> _EXCERTO_
+--

24 Abril 2014

O recurso ao uso excessivo da força por parte da polícia espanhola e os planos do Governo em avançar com legislação cada vez mais repressiva do direito a manifestação são sinais graves da determinação das autoridades em esmagar os protestos pacíficos no país, denuncia em novo relatório a Amnistia Internacional.

“O Governo espanhol está a lançar mão de toda a força da lei para asfixiar protestos legítimos e pacíficos”, frisa a vice-diretora do Programa Europa e Ásia Central da Amnistia Internacional, Jezerca Tigani. “A polícia tem repetidas vezes usado bastões e balas de borracha contra manifestantes, ferindo tanto estes como transeuntes indiscriminadamente. A polícia age com total impunidade, enquanto manifestantes pacíficos e líderes dos movimentos sociais são persistentemente perseguidos, discriminados, espancados e em alguns casos mesmo detidos e subsequentemente alvo de acusações criminais, e penas de prisão e de multa”, prossegue, na descrição de um retrato negro da ação policial e das autoridades em Espanha.

Este novo relatório da Amnistia Internacional, hoje divulgado, com o título “Spain: The right to protest under threat” (Espanha: o direito de manifestação sob ameaça), expõe um elenco de violações de direitos humanos cometidas pela polícia contra manifestantes, assim como a falta de atribuição de responsabilidades pelas mesmas e a determinação das autoridades espanholas em endurecem legislação ainda mais repressiva.

+--

> _MATERIAL FORNECIDO_

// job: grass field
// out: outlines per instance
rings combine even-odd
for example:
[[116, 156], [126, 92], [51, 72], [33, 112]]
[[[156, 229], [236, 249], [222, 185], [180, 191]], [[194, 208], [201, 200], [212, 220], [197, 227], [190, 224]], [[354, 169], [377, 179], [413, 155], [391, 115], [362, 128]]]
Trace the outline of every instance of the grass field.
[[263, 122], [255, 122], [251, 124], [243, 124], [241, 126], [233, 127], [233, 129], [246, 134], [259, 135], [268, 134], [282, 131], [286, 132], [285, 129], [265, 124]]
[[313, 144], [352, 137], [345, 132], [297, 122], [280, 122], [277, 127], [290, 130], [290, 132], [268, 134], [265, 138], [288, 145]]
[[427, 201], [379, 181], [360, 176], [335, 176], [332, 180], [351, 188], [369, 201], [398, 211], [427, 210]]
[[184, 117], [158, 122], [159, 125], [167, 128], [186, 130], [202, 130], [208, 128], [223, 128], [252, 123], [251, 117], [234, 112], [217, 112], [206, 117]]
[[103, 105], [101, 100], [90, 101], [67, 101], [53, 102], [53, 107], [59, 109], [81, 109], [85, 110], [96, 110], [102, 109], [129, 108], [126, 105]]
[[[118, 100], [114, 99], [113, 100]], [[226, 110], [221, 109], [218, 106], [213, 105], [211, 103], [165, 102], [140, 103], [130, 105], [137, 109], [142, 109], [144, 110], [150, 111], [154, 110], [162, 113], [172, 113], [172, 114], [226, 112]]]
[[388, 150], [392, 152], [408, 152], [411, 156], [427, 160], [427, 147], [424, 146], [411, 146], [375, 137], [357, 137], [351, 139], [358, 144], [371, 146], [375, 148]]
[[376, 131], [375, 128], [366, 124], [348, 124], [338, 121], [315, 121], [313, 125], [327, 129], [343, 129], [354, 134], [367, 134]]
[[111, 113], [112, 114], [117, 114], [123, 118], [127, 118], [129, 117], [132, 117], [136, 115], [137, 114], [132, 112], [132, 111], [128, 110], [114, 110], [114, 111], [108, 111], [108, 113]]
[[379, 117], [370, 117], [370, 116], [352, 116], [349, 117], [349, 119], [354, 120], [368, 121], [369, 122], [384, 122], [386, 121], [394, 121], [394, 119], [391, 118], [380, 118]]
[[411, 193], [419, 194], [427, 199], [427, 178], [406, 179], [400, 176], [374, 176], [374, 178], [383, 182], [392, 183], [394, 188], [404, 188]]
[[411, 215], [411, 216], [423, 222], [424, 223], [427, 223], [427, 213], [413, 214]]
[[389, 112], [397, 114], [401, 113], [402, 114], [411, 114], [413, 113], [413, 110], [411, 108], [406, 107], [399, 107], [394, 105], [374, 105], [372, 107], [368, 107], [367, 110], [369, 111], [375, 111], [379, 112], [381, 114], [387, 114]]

+--

Segundo o excerto sobre os protestos em Espanha, que cargo ocupa Jezerca Tigani?

> _RESULTADO DA TAREFA_
É vice-diretora do Programa Europa e Ásia Central da Amnistia Internacional.